─── TEXT SHOWN ───
Yes I think it's correct that the checkpoint uses the Table's FileIO, otherwise I don't see what other options we have and what other FileIO it would use. It sounds like it's possibly a permission issue on the Lakekeeper side?

nastra avatar Dec 09 '25 10:12 nastra

Lakekeeper does not give credentials to this user specified location outside of the table scope, but neither does any other Catalog implementation that I am aware of. I guess the question is should handing out credentials to a specific query engines checkpoint location be the responsibility of the server - I don't think it should.

Testing with a spark python session I also don't have this problem. Instead I get the error:

org.apache.hadoop.fs.UnsupportedFileSystemException: No FileSystem for scheme "s3"

If I configure s3a via hadoop in the spark session globally, it works - here is a small example: https://github.com/lakekeeper/lakekeeper/pull/1537

@nastra any idea why scala uses the tables FileIO while with python doesn't? @koombal can you provide any more information about your environment?

c-thiel avatar Dec 09 '25 17:12 c-thiel

@c-thiel @nastra we are running

  1. spark 3.5_2.12 (java).
─── AVAILABLE DATA ───
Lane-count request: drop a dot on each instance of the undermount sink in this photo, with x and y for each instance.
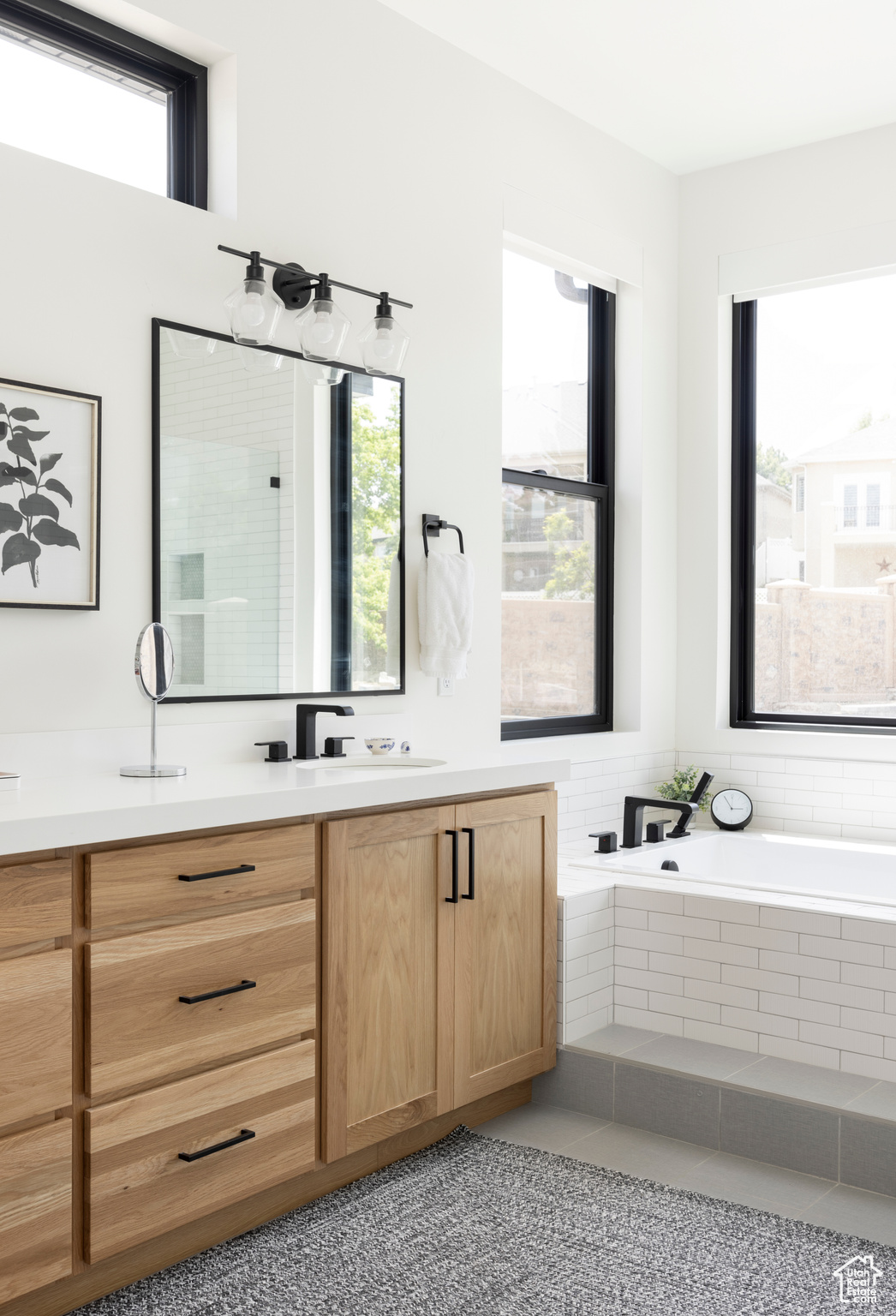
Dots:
───
◆ **THE EXERCISE**:
List each distinct username that follows an @ sign in the forum thread about Lakekeeper.

◆ **OUTPUT FOR THIS TASK**:
nastra, koombal, c-thiel